Exercise: Set down all the entries again, word for word.

Source data:
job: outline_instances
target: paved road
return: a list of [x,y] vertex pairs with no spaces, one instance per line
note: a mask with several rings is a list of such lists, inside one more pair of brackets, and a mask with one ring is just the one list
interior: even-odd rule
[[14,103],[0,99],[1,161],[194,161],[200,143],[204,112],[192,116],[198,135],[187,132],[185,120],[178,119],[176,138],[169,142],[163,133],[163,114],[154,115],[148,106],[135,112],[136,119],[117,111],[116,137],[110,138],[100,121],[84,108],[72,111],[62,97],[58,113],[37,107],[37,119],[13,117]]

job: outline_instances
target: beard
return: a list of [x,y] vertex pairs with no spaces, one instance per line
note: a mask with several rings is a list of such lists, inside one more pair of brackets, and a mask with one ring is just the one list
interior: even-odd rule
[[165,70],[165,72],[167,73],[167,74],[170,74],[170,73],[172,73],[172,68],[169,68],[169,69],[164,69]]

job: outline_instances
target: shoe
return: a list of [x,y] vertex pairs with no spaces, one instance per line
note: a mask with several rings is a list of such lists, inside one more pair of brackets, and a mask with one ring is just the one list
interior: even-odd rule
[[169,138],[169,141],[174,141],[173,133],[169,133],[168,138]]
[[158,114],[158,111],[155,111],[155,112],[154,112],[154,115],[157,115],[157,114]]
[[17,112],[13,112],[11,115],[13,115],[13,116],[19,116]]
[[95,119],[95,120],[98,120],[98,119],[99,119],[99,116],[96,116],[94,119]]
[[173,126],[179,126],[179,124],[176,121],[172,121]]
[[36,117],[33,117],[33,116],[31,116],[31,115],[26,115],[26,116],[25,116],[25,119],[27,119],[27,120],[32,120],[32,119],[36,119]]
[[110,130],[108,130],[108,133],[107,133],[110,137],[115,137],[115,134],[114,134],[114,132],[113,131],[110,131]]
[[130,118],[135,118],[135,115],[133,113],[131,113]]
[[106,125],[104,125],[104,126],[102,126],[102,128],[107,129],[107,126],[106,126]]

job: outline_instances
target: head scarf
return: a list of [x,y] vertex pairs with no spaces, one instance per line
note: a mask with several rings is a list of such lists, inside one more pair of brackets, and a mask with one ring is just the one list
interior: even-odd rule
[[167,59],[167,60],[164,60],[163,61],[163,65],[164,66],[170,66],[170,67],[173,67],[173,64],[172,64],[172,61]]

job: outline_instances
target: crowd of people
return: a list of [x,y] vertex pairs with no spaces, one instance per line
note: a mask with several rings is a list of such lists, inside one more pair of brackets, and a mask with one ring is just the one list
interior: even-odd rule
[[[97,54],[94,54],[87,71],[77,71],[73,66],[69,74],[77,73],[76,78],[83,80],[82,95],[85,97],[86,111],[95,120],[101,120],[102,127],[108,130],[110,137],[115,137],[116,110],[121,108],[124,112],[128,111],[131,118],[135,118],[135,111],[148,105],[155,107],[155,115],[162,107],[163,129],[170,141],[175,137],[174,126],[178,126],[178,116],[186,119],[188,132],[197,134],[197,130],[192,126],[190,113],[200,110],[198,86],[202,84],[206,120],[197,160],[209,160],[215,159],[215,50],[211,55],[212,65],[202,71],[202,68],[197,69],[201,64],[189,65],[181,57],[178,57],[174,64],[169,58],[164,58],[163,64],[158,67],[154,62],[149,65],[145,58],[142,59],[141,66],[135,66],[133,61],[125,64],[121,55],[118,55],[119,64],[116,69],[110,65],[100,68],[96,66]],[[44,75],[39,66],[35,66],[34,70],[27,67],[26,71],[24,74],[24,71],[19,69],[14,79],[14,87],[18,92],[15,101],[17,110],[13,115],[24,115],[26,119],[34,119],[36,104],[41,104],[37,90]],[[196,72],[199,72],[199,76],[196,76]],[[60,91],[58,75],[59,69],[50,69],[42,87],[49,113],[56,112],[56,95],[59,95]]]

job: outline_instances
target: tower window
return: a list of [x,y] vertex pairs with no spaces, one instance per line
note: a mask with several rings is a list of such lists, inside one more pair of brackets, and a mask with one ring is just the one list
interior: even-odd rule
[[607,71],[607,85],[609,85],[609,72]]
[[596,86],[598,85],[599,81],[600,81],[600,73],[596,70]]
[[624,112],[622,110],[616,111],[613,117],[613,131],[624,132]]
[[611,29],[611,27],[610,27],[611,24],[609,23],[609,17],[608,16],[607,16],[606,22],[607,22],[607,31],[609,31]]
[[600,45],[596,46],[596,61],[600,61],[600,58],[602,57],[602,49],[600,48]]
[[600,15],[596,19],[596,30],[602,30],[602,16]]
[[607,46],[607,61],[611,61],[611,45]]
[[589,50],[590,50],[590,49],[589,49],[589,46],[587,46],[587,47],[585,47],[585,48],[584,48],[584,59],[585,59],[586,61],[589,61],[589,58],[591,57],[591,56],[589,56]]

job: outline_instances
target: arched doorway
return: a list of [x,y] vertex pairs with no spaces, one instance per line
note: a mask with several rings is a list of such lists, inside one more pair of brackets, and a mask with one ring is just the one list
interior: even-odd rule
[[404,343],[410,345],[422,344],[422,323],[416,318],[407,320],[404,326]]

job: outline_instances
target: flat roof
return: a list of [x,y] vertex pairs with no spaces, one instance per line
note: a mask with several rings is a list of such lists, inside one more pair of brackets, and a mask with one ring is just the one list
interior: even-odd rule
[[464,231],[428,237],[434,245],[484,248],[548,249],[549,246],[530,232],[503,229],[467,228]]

Task response:
job: outline_instances
target: paved road
return: a list of [x,y] vertex pairs with no spaces, one instance per line
note: a mask with several rings is a list of such lists, inside one more pair of brackets, and a mask with one ring is just the one list
interior: even-odd rule
[[14,103],[0,99],[1,161],[194,161],[200,143],[204,112],[192,116],[198,135],[187,132],[185,120],[178,119],[176,138],[169,142],[163,133],[163,114],[154,115],[148,106],[135,112],[136,119],[117,111],[116,137],[110,138],[100,121],[84,108],[72,111],[62,97],[58,113],[37,107],[37,119],[13,117]]

job: outline_instances
target: beard
return: a list of [x,y] vertex pairs with no spaces, one instance per line
note: a mask with several rings is a list of such lists, inside one more pair of brackets, and a mask with one ring is just the one list
interior: even-odd rule
[[165,70],[165,72],[167,73],[167,74],[170,74],[170,73],[172,73],[172,68],[169,68],[169,69],[164,69]]

job: outline_instances
target: shoe
return: a list of [x,y] vertex pairs with no spaces, one instance per line
note: a mask with several rings is a list of such lists, inside one more pair of brackets, and a mask with one ring is just the one list
interior: even-odd rule
[[169,138],[169,141],[174,141],[173,133],[169,133],[168,138]]
[[158,114],[158,111],[155,111],[155,112],[154,112],[154,115],[157,115],[157,114]]
[[17,112],[13,112],[11,115],[13,115],[13,116],[19,116]]
[[95,119],[95,120],[98,120],[98,119],[99,119],[99,116],[96,116],[94,119]]
[[173,126],[179,126],[179,124],[176,121],[172,121]]
[[36,117],[33,117],[33,116],[31,116],[31,115],[26,115],[26,116],[25,116],[25,119],[27,119],[27,120],[32,120],[32,119],[36,119]]
[[110,130],[108,130],[108,133],[107,133],[110,137],[115,137],[115,134],[114,134],[114,132],[113,131],[110,131]]
[[130,118],[135,118],[135,115],[133,113],[131,113]]
[[106,125],[104,125],[104,126],[102,126],[102,128],[107,129],[107,126],[106,126]]

job: outline_instances
target: head scarf
return: a list of [x,y] vertex pairs with no spaces, one instance per line
note: a mask with several rings is a list of such lists, inside one more pair of brackets, and a mask with one ring is just the one list
interior: even-odd rule
[[167,59],[167,60],[164,60],[163,61],[163,65],[164,66],[170,66],[170,67],[173,67],[173,64],[172,64],[172,61]]

job: outline_instances
target: crowd of people
return: a list of [x,y] vertex pairs with no spaces, one instance per line
note: a mask with several rings is a list of such lists, inside one more pair of brackets, and a mask with one ring is just the one list
interior: even-odd rule
[[[97,54],[94,54],[87,71],[77,71],[73,66],[69,74],[77,73],[76,78],[83,80],[82,95],[85,97],[86,111],[95,120],[101,120],[102,127],[108,130],[110,137],[115,137],[116,110],[121,108],[124,112],[128,111],[131,118],[135,118],[135,111],[148,105],[155,107],[155,115],[162,107],[163,129],[170,141],[175,137],[174,126],[178,126],[178,116],[186,119],[188,132],[197,134],[197,130],[192,126],[190,113],[200,110],[198,86],[202,84],[206,120],[197,160],[209,160],[215,159],[215,50],[211,55],[212,65],[202,71],[202,68],[197,69],[201,64],[189,65],[181,57],[178,57],[174,64],[169,58],[164,58],[163,64],[158,67],[154,62],[149,65],[145,58],[142,59],[141,66],[135,66],[133,61],[125,64],[121,55],[118,55],[119,64],[116,69],[110,65],[100,68],[96,66]],[[44,75],[39,66],[35,66],[34,70],[27,67],[26,71],[24,74],[24,71],[19,69],[14,79],[14,87],[18,92],[15,101],[17,110],[13,115],[24,115],[26,119],[34,119],[36,104],[41,104],[37,90]],[[196,72],[199,72],[199,76],[196,76]],[[60,91],[58,75],[59,69],[50,69],[42,87],[49,113],[56,112],[56,95],[59,95]]]

job: outline_instances
target: tower window
return: a list of [x,y] vertex pairs with no spaces, one instance per line
note: a mask with several rings is a list of such lists, inside one more pair of brackets, and a mask with one ring is just the one list
interior: even-odd rule
[[607,71],[607,85],[609,85],[609,72]]
[[596,86],[598,85],[599,81],[600,81],[600,73],[596,70]]
[[624,112],[622,110],[616,111],[613,117],[613,131],[624,132]]
[[611,29],[611,27],[610,27],[611,24],[609,23],[609,17],[608,16],[607,16],[606,22],[607,22],[607,31],[609,31]]
[[600,45],[596,46],[596,61],[600,61],[600,58],[602,57],[602,49],[600,48]]
[[600,15],[596,19],[596,30],[602,30],[602,16]]
[[607,46],[607,61],[611,61],[611,45]]
[[589,50],[590,50],[590,49],[589,49],[589,46],[587,46],[587,47],[585,47],[585,48],[584,48],[584,59],[585,59],[586,61],[589,61],[589,58],[591,57],[591,56],[589,56]]

job: outline_instances
target: arched doorway
return: a list of [x,y] vertex pairs with no spaces, one instance per line
note: a mask with several rings is a list of such lists, inside one more pair of brackets, and a mask with one ring is just the one list
interior: even-odd rule
[[404,343],[410,345],[422,344],[422,323],[416,318],[407,320],[404,326]]

job: outline_instances
target: flat roof
return: a list of [x,y] vertex pairs with no spaces, one instance per line
note: a mask with several rings is a list of such lists, inside one more pair of brackets, and a mask with one ring is just the one list
interior: even-odd rule
[[464,231],[428,237],[434,245],[484,248],[548,249],[549,246],[530,232],[503,229],[467,228]]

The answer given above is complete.